*提示された文章:*
· · · · ·
日記2024年9月②

9月3日
最近寝ている時に4歳児の足が顔の辺りまで伸びてくる。
幸田文『雀の手帖』を歯磨きの時間にちびちびと読んでいる。幸田文の書くものが昔から好きである。鋭く粋であるが、言わぬが花の簡潔さが饒舌である。私はやっぱり東京風が馴染んでいるのかもしれない。
昨日の詩の講座では山﨑修平さんに「もっとクレイジーでもいい」と言われた。たしかにそうかもしれない。でも大仰にすればいいというわけでもない。
昨日の産科クリニックの駐車場に白黒長毛の大きな猫がいたので交流したかったのだが明らかに警戒していたので目を合わせないで離れた。
日記だが昨日のことばかり書いているな。

昨夜妙に不安になってしまって寝つけなかった。不安に気づく→対処法をとるということをしてみた。近年の心理療法はおしなべてこの形をしている。「こころ」というのは見方を身につけて初めて見えてくるもので、それが自明ではなくなっているとしたら、そこから一緒に考え始めないといけない。
· · · · ·
*提供された項目:*

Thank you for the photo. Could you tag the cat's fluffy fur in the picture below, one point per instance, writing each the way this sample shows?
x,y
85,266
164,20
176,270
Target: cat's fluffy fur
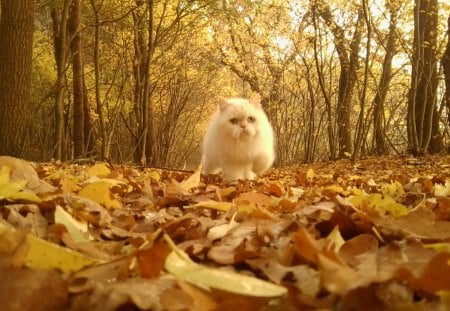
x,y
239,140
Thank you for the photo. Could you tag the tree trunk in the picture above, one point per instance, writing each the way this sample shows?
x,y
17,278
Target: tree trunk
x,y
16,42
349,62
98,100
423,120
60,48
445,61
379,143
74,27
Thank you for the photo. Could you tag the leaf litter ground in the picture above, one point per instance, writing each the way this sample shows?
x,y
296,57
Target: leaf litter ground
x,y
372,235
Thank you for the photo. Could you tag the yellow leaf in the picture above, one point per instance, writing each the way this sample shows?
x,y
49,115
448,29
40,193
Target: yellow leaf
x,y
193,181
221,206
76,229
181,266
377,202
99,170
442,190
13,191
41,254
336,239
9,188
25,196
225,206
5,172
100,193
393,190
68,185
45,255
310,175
· · · · ·
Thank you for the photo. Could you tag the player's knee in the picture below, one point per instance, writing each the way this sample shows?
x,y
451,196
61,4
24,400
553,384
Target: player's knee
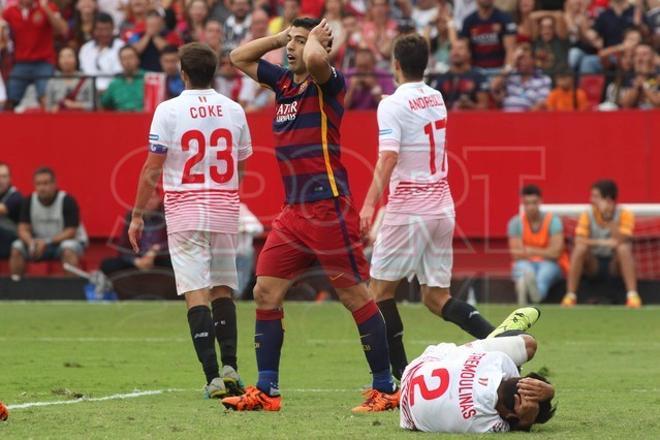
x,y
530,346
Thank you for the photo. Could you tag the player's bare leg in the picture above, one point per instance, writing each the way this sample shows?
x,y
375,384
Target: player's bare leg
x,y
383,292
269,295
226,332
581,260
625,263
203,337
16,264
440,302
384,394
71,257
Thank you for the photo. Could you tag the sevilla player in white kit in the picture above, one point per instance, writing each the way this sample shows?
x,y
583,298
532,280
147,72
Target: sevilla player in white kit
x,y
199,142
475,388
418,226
· · · · ·
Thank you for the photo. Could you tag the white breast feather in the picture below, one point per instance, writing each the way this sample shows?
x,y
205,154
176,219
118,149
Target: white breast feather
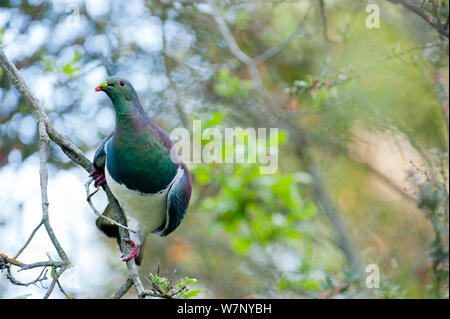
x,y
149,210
· · · · ·
*課題の目的:*
この文章について答えてください。
(a) 歯磨きの時間にちびちびと読んでいる本は何ですか？
(b) 詩の講座で山﨑修平さんに何と言われましたか？
(c) 産科クリニックの駐車場にいたのはどんな猫でしたか？
項目は参照しなくてかまいません。

*完了した課題:*
(a) 幸田文『雀の手帖』
(b) 「もっとクレイジーでもいい」
(c) 白黒長毛の大きな猫